Knowledgebase

How to Load Test a RESTful API with Load Impact version 4.0 and k6


Background

This guide will demonstrate how to utilize k6 to test your API endpoints. But first, let’s consider some possible reasons why we’d want to do that:

  1. To ascertain that all our API endpoints produce correct results.
  2. To have a feel for the experience that the consumers of our API are having.
  3. To gauge the limits and capabilities of our API, and by extension, our infrastructure at large.
  4. To enable Continuous Integration and automation practices that will allow to establish a baseline for comparing our API performance over time.
  5. To move towards Continuous Delivery and Canary Deployment processes.

Note: This guide assumes that k6 is already installed and ready for use. If not, we advise you to first read this article and this article. Both of these articles cover various concepts that we will be mentioned below.

Assumptions, first steps, and caveats

For this guide, the target system (with the API) will run locally in a modest and very restricted environment. The various parameters and result values are going to be significantly lower than those one would anticipate from a real, production-like, environment. To maintain focus on creating test cases for APIs, we will not be outputting our results to Insights nor will be executing on the Load Impact Cloud infrastructure. For the purposes of this guide, this will work fine. The general steps will remain the same. As you start testing production-like environments, you will likely need to make use of the data analysis provided by Insights and cloud execution on the Load Impact infrastructure.

==*==

• **Jobs**
1) List the reasons the k6 load-testing guide gives for testing API endpoints.
2) In the k6 load-testing guide, condense the paragraph beginning "For this guide, the target system" into a short bulleted list that keeps its main facts.
3) Carry on writing the k6 load-testing guide from its last sentence.

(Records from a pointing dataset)
==*==

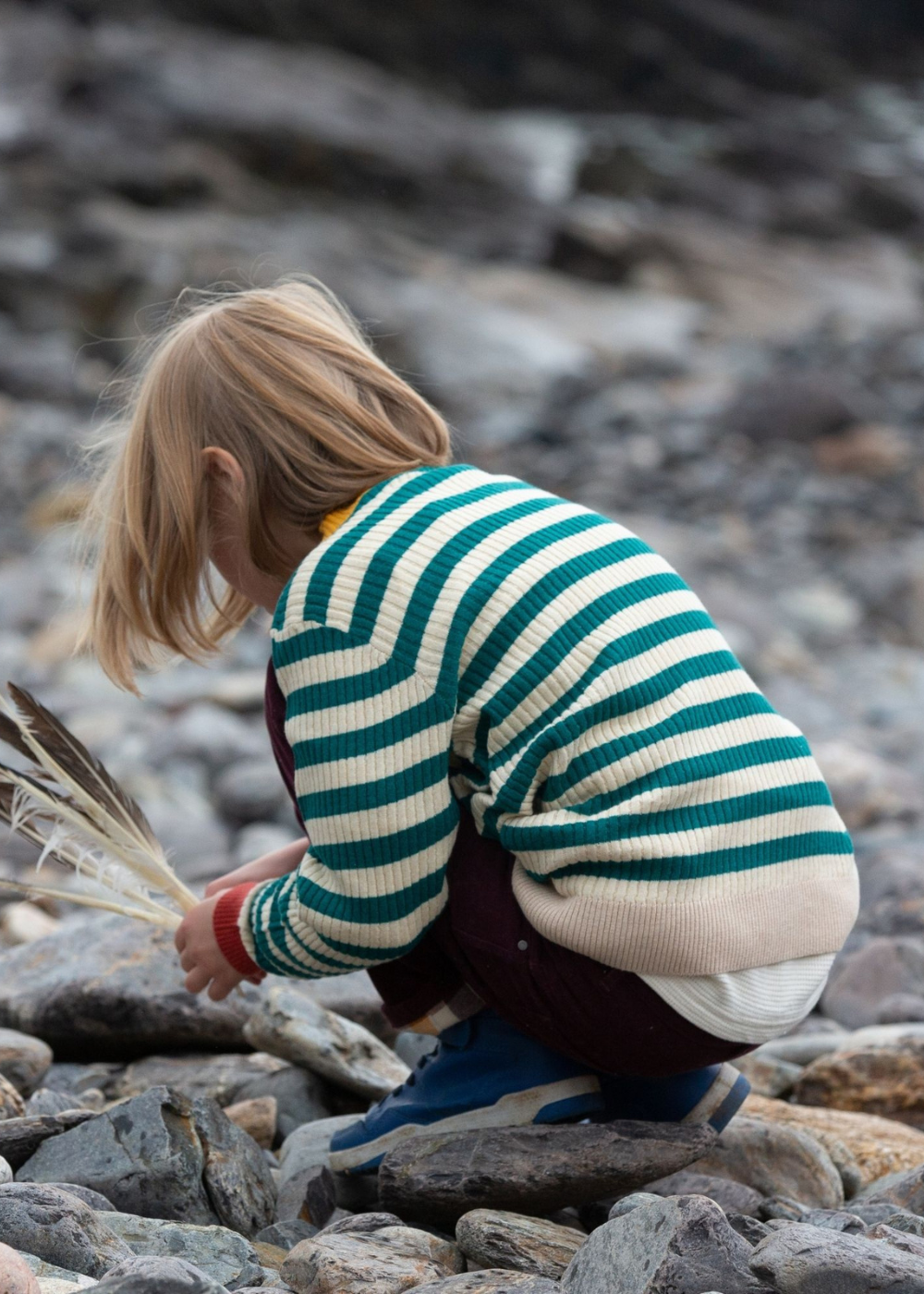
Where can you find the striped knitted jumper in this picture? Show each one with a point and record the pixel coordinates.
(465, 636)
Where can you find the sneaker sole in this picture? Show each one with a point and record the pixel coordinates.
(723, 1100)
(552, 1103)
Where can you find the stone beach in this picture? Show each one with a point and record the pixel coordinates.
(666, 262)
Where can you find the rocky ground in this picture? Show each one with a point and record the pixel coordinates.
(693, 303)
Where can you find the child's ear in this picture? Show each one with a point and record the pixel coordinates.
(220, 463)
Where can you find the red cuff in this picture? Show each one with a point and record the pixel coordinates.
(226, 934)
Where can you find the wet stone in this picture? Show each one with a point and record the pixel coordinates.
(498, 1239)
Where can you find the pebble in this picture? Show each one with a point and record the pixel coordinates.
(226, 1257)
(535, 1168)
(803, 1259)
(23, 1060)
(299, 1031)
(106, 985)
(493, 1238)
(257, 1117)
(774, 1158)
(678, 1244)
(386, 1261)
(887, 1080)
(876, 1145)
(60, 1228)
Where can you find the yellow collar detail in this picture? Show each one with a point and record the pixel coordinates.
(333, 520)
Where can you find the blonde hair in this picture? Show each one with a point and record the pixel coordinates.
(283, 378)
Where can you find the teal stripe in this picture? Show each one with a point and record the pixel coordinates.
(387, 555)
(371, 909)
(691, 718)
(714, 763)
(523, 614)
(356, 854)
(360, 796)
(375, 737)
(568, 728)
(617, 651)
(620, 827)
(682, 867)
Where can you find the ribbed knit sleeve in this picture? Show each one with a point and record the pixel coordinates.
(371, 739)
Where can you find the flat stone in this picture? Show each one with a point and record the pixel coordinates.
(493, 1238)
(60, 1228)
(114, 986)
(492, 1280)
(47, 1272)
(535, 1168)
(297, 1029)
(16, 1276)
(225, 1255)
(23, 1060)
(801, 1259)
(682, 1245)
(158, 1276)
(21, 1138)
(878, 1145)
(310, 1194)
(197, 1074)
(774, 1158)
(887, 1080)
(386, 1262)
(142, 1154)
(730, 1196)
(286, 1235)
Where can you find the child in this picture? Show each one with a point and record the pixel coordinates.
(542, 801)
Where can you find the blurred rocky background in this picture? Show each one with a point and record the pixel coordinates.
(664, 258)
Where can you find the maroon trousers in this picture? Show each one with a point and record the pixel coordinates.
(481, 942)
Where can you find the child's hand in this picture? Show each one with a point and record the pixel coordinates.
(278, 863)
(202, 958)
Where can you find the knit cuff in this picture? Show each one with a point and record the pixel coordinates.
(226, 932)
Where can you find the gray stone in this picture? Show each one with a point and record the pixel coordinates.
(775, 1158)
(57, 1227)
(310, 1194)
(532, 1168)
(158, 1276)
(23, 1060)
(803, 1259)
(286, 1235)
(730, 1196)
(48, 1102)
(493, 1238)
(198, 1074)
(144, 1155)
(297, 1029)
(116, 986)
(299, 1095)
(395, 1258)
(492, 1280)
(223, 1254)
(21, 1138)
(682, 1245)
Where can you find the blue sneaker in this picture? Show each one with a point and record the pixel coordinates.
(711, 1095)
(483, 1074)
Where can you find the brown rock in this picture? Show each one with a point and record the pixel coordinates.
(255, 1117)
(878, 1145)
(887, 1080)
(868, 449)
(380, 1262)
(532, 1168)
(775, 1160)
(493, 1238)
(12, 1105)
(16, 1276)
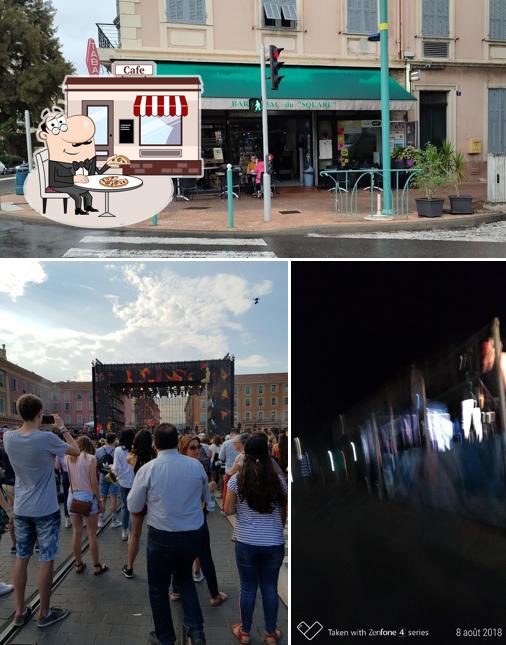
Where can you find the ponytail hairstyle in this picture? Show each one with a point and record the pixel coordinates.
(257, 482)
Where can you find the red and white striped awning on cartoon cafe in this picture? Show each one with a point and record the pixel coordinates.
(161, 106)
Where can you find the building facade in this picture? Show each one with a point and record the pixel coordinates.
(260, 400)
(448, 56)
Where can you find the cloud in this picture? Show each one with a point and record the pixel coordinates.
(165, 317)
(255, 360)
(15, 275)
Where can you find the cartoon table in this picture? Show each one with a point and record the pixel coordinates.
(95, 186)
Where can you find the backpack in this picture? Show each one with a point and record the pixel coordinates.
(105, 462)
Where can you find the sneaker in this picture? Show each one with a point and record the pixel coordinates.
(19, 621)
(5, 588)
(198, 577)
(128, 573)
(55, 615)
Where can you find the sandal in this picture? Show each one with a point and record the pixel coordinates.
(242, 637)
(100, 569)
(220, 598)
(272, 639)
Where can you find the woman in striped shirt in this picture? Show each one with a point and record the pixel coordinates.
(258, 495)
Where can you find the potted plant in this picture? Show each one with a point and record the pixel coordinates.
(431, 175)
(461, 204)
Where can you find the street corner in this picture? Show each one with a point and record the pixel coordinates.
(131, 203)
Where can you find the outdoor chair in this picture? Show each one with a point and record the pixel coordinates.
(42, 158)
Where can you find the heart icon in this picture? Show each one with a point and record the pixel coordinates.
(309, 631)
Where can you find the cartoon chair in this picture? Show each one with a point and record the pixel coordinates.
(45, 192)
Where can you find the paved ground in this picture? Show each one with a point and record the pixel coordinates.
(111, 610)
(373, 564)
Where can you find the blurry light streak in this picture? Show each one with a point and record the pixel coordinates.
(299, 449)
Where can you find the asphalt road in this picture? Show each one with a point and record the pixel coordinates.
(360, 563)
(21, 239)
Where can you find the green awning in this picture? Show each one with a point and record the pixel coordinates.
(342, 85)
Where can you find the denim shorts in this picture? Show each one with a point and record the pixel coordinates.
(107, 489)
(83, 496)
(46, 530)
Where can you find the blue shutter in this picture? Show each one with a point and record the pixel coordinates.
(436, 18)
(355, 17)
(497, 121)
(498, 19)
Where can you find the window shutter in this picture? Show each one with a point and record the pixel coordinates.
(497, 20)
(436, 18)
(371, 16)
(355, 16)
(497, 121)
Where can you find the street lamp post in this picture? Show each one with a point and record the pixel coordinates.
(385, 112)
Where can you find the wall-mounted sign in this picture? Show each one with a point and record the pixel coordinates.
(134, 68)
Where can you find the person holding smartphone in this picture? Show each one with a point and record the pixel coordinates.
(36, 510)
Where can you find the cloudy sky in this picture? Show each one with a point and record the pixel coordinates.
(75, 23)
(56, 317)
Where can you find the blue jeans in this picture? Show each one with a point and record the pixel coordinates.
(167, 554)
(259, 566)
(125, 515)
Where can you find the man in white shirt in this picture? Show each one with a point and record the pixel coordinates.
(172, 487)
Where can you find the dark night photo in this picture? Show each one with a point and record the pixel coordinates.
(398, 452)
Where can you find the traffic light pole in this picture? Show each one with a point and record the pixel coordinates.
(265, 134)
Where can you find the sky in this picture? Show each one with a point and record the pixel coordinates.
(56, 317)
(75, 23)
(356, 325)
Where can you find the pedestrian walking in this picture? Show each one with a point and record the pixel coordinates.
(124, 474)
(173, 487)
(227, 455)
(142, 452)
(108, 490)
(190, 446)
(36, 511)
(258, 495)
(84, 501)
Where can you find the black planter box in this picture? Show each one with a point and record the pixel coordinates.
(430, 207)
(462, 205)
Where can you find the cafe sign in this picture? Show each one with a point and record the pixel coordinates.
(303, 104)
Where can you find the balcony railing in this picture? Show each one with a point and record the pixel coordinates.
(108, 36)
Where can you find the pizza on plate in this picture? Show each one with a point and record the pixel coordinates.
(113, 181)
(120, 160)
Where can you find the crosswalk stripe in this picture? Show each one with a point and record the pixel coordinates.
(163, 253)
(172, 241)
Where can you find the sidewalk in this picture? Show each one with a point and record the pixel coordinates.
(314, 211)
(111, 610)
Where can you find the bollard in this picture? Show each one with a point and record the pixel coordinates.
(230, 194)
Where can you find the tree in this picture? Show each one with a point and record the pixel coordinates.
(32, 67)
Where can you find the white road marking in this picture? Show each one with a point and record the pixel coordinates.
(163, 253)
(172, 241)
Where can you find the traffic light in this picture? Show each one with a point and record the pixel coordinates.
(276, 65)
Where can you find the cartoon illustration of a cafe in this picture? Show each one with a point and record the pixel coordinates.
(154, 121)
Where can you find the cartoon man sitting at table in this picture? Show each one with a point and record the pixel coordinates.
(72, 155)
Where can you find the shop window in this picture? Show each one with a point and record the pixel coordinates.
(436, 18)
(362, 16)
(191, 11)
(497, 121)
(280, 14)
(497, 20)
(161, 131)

==*==

• **Exercise answers**
1)
1. To ascertain that all our API endpoints produce correct results.
2. To have a feel for the experience that the consumers of our API are having.
3. To gauge the limits and capabilities of our API, and by extension, our infrastructure at large.
4. To enable Continuous Integration and automation practices that will allow to establish a baseline for comparing our API performance over time.
5. To move towards Continuous Delivery and Canary Deployment processes.

2)
- The target system with the API runs locally in a modest, very restricted environment.
- Parameters and result values will be much lower than in a real, production-like environment.
- To keep the focus on API test cases, results will not be sent to Insights, and tests will not run on the Load Impact Cloud infrastructure.
- This setup works for the guide, and the general steps stay the same.
- Testing production-like environments will likely require Insights data analysis and cloud execution on the Load Impact infrastructure.

3)
Our stack consists of Django and Django Rest Framework and a PostgreSQL 9.6 database. To avoid skewing our results, there is no caching involved whatsoever. Our test system requires Token-based authentication, so we’ll assume we have already equipped ourselves with a valid token.

Important concept: A RESTful API service has numerous endpoints. These endpoints should each be tested in isolation. The performance characteristic of each endpoint should have not lead to any assumptions about other endpoint. This simple fact leads to the realization that every individual endpoint should be tested with different assumptions, metrics, and thresholds. After testing various endpoints in isolation, you may start to move towards a testing the emulates user behavior or requesting the endpoints in a logical order. Starting with individual endpoints is a smart way to begin your testing.

Load Testing

With the above in mind, we’ll start load testing the endpoint v3/users of our API.

This endpoint returns a JSON list representing an entity we call User. As a first step, we are going to perform some ad-hoc load tests to get a “feel” of this endpoint. We do this in order to discern some realistic performance thresholds that it could possibly reach. Most people would refer to this as baseline or smoke testing.

Performing GET requests

We first need to create a script. In this example, it is a file named script.js. Then, we add the following JavaScript code.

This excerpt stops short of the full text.